» INSTRUCTIONS FOR THE TASK: Please gather every line of the records below that contains the word "straw", matching case exactly.

── PROVIDED RECORDS

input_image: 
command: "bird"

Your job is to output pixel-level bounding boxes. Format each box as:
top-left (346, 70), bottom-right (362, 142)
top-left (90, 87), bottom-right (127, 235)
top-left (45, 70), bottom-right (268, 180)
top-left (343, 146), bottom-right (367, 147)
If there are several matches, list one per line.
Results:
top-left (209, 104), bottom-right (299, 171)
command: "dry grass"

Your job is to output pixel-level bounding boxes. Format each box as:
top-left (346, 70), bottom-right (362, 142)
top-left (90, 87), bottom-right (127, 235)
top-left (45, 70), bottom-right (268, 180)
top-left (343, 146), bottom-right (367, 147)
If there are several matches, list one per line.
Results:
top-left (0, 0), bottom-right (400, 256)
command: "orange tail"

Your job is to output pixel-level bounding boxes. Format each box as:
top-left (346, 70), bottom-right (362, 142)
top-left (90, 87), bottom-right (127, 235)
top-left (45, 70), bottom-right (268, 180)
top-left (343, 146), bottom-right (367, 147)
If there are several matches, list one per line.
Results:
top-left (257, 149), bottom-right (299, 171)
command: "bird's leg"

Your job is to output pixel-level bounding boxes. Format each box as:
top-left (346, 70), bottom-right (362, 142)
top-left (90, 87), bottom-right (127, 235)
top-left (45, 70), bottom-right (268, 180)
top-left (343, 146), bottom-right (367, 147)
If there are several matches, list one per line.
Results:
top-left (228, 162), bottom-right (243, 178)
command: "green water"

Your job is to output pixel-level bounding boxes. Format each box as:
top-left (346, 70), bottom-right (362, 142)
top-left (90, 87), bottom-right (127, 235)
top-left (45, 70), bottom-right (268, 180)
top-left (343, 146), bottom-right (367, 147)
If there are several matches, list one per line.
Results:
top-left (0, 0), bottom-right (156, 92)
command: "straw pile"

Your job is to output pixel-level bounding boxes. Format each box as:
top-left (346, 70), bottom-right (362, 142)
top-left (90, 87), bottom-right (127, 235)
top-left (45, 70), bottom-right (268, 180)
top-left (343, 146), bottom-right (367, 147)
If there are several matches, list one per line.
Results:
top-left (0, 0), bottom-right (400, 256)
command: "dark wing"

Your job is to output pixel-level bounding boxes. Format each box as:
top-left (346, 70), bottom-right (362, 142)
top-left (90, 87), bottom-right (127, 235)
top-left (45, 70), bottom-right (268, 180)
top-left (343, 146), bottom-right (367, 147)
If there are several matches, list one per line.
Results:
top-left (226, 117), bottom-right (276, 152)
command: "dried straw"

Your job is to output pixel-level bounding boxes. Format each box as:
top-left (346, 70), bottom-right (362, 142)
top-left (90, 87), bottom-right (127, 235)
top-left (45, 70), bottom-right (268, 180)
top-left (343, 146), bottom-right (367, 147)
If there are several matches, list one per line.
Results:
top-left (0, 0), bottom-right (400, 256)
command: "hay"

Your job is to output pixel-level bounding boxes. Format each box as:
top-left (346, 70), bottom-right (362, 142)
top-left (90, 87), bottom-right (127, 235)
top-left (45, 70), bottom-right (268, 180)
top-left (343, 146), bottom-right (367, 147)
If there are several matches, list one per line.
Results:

────

» CORRECT ANSWER:
command: "straw pile"
command: "dried straw"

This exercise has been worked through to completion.